A block of data
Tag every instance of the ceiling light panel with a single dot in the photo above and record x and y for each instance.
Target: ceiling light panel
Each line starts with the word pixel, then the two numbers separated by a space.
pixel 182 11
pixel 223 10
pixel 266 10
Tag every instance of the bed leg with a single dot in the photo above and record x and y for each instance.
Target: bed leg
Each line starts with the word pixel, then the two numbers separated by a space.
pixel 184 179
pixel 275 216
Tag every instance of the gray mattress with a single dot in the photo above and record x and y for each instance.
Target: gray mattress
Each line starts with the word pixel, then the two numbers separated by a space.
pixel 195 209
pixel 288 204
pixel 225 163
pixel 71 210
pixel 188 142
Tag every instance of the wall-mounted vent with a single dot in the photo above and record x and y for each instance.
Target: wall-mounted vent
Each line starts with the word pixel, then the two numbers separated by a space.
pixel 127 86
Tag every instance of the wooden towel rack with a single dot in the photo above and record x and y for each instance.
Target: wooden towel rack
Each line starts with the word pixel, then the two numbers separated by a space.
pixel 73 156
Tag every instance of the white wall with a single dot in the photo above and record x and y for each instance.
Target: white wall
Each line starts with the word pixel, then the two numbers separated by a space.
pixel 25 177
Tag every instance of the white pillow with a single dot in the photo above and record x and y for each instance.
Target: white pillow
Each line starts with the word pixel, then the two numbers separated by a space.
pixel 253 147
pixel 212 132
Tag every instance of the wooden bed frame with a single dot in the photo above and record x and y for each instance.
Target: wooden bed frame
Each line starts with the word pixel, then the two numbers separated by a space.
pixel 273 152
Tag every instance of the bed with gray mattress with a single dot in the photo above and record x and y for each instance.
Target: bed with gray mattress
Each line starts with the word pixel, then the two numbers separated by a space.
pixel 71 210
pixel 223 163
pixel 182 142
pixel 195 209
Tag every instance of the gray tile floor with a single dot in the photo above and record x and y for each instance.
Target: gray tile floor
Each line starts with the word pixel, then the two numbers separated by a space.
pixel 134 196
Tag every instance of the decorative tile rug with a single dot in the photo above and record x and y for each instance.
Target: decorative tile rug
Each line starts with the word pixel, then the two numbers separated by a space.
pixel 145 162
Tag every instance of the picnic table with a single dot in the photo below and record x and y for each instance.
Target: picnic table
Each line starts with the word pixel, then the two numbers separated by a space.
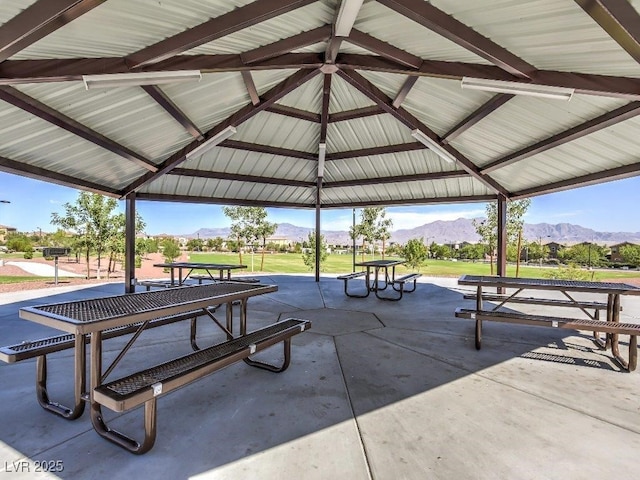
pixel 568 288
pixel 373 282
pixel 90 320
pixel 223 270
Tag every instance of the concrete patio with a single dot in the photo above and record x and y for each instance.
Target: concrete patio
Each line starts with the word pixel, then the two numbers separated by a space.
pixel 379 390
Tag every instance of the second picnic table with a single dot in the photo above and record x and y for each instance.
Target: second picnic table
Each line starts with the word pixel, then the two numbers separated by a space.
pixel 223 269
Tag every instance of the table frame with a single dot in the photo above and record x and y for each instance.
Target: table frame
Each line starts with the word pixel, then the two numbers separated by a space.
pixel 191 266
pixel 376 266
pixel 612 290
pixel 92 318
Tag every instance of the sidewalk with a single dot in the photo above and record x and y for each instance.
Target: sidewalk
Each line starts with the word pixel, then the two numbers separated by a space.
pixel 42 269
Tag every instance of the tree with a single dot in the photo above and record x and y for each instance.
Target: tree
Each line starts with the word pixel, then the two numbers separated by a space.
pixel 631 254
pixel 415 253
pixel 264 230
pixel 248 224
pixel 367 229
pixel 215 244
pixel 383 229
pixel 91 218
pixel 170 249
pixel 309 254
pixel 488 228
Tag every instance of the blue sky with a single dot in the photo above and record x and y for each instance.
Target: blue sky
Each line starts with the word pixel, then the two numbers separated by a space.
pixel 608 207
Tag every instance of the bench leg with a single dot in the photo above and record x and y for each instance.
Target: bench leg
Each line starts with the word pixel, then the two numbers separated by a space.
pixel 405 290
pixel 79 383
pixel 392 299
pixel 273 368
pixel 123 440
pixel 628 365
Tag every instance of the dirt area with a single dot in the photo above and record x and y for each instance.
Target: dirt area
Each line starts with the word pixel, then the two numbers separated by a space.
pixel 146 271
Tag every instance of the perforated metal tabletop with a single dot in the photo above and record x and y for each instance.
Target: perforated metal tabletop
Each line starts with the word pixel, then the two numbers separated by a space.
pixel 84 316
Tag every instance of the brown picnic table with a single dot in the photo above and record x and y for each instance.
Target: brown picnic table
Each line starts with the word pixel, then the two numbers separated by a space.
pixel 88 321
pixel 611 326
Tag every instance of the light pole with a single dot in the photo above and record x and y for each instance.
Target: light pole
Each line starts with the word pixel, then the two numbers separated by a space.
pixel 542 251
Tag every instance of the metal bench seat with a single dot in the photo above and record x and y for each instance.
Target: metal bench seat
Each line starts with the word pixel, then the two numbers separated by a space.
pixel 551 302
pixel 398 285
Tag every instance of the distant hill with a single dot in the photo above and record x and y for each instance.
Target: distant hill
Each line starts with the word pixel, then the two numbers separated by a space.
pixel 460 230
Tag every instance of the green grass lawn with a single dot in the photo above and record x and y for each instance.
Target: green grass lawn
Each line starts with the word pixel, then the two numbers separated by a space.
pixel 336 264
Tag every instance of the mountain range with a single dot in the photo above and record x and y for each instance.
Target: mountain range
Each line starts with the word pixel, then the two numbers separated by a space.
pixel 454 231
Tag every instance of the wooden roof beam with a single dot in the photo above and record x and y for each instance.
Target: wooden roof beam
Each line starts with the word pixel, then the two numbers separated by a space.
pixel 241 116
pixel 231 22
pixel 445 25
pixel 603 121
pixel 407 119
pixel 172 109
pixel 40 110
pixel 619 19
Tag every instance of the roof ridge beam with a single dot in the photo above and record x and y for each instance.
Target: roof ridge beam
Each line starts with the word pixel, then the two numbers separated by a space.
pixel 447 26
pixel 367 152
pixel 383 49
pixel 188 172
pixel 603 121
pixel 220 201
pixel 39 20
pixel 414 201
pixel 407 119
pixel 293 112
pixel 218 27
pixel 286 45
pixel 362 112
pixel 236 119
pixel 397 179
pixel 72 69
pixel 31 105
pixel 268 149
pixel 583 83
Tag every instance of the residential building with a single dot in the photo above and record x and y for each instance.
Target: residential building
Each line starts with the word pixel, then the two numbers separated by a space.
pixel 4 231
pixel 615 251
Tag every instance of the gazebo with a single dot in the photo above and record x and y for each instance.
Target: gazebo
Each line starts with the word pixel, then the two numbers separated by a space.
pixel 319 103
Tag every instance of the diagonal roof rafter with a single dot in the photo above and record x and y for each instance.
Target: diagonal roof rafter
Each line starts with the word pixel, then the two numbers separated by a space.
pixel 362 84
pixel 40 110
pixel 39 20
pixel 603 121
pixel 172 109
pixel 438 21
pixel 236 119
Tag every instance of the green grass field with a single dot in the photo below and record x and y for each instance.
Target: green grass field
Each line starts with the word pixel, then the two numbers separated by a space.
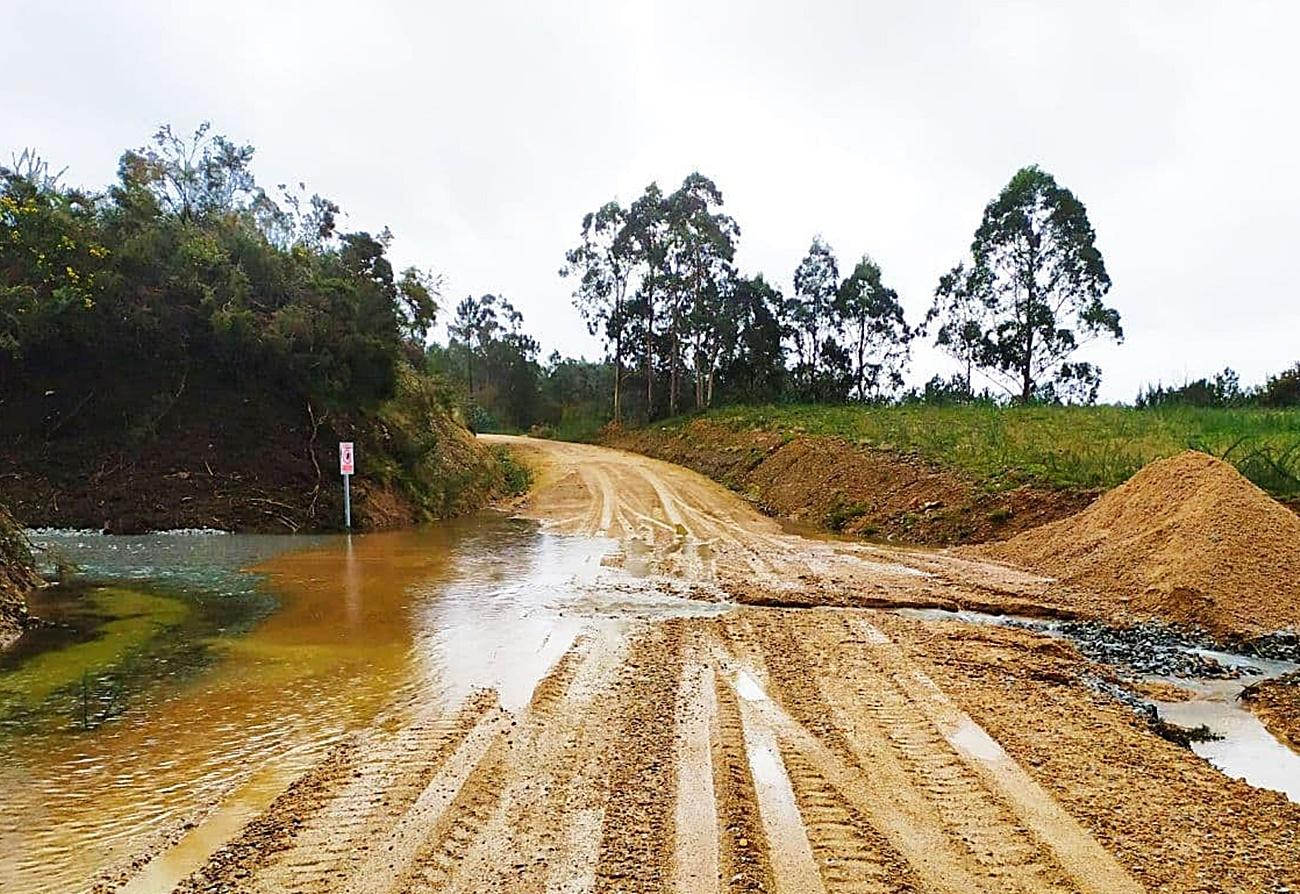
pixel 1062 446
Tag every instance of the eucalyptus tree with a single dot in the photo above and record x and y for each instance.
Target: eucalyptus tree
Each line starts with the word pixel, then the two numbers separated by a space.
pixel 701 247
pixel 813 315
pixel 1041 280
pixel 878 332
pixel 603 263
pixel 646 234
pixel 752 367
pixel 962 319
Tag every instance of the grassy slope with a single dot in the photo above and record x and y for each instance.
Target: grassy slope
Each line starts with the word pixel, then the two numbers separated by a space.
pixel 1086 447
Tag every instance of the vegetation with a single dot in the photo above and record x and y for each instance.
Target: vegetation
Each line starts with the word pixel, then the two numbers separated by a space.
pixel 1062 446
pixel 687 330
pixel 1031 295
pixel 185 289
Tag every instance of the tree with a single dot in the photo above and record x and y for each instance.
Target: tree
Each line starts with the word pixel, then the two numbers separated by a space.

Aim of the exercise:
Only the lines from the one that contains "Tag every instance of the eucalyptus" to the end of the entries above should be given again, exactly and in full.

Written answer:
Tag every instance of the eucalyptus tree with a single dot in the photo above and record x and y for each instance.
Target: eucalyptus tree
Each line starts with the word pixel, then the two numbers separated by a space.
pixel 701 247
pixel 813 315
pixel 1041 280
pixel 878 332
pixel 603 263
pixel 646 234
pixel 752 367
pixel 962 319
Tag every instance of the grassy slope with a single dot in the photo above and record x and y for each instance.
Target: grassy slope
Each line starts with the word pixel, then the two numbers separated by a space.
pixel 1086 447
Tag every instance of the vegetation with a single dot in the photo above and record x and y for each instance.
Target: vegetation
Each line starts with the word pixel, then the two numbers separated by a space.
pixel 1062 446
pixel 687 330
pixel 1031 295
pixel 185 289
Tag every instance of the tree with a single dot in the photo above and record x and y for each instance.
Target: tree
Each line starts with the word pixel, then the two numbers separated by a space.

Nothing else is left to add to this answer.